● Problem details
Set down the complete data exactly as it appears below.

[Dataset entries]

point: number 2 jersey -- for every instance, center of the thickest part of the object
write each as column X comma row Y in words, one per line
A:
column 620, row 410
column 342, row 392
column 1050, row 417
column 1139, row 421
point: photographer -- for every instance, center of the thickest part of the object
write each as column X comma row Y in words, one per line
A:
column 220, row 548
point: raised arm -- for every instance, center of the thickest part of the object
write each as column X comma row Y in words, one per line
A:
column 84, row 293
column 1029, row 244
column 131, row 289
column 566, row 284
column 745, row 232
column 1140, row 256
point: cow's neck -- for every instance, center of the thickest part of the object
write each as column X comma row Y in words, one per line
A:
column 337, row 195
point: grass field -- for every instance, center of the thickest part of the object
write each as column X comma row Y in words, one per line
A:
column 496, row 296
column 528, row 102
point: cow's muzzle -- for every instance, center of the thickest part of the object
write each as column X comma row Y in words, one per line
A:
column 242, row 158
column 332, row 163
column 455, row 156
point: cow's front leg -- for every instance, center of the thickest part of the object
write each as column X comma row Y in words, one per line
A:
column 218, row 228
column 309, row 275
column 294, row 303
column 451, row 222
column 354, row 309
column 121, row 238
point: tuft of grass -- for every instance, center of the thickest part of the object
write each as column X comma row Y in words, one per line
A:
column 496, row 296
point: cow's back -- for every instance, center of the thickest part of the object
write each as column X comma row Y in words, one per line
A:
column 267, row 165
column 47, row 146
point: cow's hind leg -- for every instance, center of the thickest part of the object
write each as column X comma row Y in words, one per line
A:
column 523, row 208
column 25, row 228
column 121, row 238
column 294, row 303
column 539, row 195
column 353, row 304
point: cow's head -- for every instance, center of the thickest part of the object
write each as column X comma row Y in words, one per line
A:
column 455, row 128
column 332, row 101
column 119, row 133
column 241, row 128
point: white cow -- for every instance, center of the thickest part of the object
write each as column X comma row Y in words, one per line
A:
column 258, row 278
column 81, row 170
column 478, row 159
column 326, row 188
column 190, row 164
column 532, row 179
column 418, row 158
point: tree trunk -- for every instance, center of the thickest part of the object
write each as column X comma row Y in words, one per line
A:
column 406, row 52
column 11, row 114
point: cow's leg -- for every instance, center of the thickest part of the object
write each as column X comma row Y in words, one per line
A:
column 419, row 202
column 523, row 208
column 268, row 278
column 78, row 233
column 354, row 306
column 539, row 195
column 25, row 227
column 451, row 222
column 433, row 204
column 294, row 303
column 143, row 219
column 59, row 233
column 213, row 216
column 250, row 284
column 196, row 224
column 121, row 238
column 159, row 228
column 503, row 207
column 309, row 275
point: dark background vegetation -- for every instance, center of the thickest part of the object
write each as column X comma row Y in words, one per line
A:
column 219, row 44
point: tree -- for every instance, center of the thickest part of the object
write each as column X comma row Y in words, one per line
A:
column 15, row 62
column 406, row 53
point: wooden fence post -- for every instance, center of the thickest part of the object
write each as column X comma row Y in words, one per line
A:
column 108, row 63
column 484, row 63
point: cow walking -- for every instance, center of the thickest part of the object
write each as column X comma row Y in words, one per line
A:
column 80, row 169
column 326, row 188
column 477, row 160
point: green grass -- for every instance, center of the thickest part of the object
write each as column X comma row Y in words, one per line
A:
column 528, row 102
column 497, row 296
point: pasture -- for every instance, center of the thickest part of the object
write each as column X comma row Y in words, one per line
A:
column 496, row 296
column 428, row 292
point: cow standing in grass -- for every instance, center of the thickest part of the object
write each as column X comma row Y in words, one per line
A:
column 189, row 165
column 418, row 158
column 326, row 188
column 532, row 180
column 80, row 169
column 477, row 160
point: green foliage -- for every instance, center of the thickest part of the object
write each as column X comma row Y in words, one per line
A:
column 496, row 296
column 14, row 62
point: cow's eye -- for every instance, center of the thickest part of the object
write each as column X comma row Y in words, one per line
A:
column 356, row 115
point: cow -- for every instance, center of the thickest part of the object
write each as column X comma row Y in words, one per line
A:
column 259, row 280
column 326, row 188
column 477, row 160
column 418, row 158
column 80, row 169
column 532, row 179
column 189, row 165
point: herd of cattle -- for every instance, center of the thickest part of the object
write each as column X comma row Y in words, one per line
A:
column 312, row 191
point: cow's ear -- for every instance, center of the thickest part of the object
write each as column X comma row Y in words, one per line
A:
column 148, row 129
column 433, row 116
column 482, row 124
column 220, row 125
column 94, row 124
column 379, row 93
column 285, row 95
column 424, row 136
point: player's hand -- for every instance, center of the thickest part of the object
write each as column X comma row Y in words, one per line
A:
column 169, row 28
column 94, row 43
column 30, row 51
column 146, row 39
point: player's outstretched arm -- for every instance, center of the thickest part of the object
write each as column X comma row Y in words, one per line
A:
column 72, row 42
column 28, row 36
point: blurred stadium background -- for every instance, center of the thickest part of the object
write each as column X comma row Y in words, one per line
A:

● Answer to the problem
point: number 2 jersey -- for every instance, center of the thickest part of the object
write each as column X comma row Y in words, one per line
A:
column 620, row 410
column 342, row 392
column 1050, row 417
column 1139, row 421
point: photographer -- for every instance, center of the thickest part of the object
write each as column X comma row Y in words, one per line
A:
column 220, row 548
point: raised arm -- for every instance, center of the thickest part of the object
write each as column X comma row Y in words, one per line
A:
column 84, row 293
column 1029, row 244
column 131, row 289
column 566, row 284
column 745, row 232
column 1140, row 256
point: cow's neck -- for every instance, center of the thickest part of the object
write each as column X comma row Y in words, one per line
A:
column 337, row 195
point: grass field -- for every instance, center of the thickest part of the object
write each as column X comma row Y in words, one per line
A:
column 496, row 296
column 528, row 102
point: cow's muzzle -- for every instance, center of the thickest part of the object
write each as column X comma row Y in words, one per line
A:
column 242, row 158
column 332, row 163
column 455, row 156
point: cow's front leg -- for every instance, center of the thickest part of the object
write each as column X comma row Y in words, one per line
A:
column 218, row 228
column 309, row 275
column 294, row 303
column 451, row 222
column 354, row 309
column 121, row 238
point: tuft of grass -- for every instance, center of the thickest part of the object
write each as column X comma row Y in words, one per line
A:
column 496, row 296
point: cow's back -- for every instance, center of the thickest part of the object
write each as column X comma row Y in words, one per line
A:
column 267, row 165
column 47, row 146
point: cow's hind leg -- for every instance, center of the thickest part of the object
write each as column X comma row Y in words, one per line
A:
column 523, row 208
column 25, row 228
column 121, row 238
column 294, row 303
column 539, row 195
column 353, row 304
point: cow's head -- for every instance, center of the thickest part of the object
write each as column X comma row Y in words, one per line
A:
column 455, row 128
column 332, row 101
column 119, row 133
column 241, row 128
point: white cow -- for every instance, center of the thickest part of the object
write each as column X comma row Y in words, one per line
A:
column 258, row 278
column 81, row 170
column 478, row 159
column 326, row 188
column 190, row 164
column 532, row 179
column 418, row 158
point: tree trunk -- for every instance, center of the thickest part of the object
write each as column X comma row Y in words, one per line
A:
column 406, row 52
column 11, row 114
point: cow's leg -- for every instance, center of the thickest part of the object
write each as column X comma row Y in words, one per line
A:
column 419, row 202
column 523, row 208
column 268, row 278
column 78, row 233
column 354, row 306
column 539, row 195
column 25, row 227
column 451, row 222
column 433, row 204
column 294, row 303
column 143, row 219
column 59, row 233
column 213, row 216
column 250, row 284
column 196, row 224
column 121, row 238
column 159, row 228
column 503, row 207
column 309, row 275
point: dark background vegetation -- for every instance, center of the thickest part of the object
write each as column X comma row Y in words, one per line
A:
column 219, row 44
point: tree -- for every instance, center of the thickest part of the object
write each as column X comma row Y in words, one per line
A:
column 15, row 62
column 406, row 53
point: wooden fence post -- for every instance, center of the thickest part of the object
write each as column X comma row Y in words, one per line
A:
column 108, row 63
column 484, row 63
point: cow walking -- for every instance, center of the thickest part of the object
write each as column X comma row Y in words, one per line
A:
column 80, row 169
column 326, row 188
column 477, row 160
point: green grass -- for every instance, center of the thickest part of the object
write each as column X comma row Y in words, one per line
A:
column 528, row 102
column 497, row 296
point: pasture -- for every instance, center of the thickest part of the object
write each as column X comma row Y in words, one per line
A:
column 496, row 296
column 428, row 292
point: cow standing in grass -- for every instance, center of the thickest part of the object
write each as column X comma row Y in words, one per line
A:
column 189, row 165
column 418, row 158
column 326, row 188
column 532, row 180
column 80, row 169
column 477, row 160
point: green foliage -- for every instance, center of the thickest part of the object
write each as column X comma row Y in words, one per line
A:
column 496, row 296
column 14, row 62
point: cow's eye -- for every instance, center of the thickest part of the object
write each as column X comma row Y in words, one per line
A:
column 356, row 115
point: cow -- for every instance, center of the thickest part of the object
write each as column X comma row Y in words, one per line
A:
column 259, row 280
column 326, row 188
column 477, row 160
column 418, row 158
column 80, row 169
column 532, row 179
column 189, row 165
point: herd of cattle -- for every instance, center of the thickest part of the object
write each as column X comma row Y in words, one per line
A:
column 312, row 191
point: cow's ear -- for every instance, center of the thickest part of the object
write each as column X comma row Y in words, one per line
A:
column 148, row 129
column 433, row 116
column 482, row 124
column 220, row 125
column 94, row 124
column 379, row 93
column 285, row 95
column 424, row 136
point: player's hand -- for every instance, center of the thickest part of the object
write each as column X comma row Y in words, one per line
A:
column 169, row 28
column 94, row 43
column 30, row 51
column 146, row 39
point: player's outstretched arm -- for every instance, center of the thickest part of the object
write each as column X comma row Y in words, one per line
A:
column 72, row 42
column 28, row 36
point: blurred stadium background -- for every instance, center of the thickest part of the object
write each as column X comma row Y in words, one per line
A:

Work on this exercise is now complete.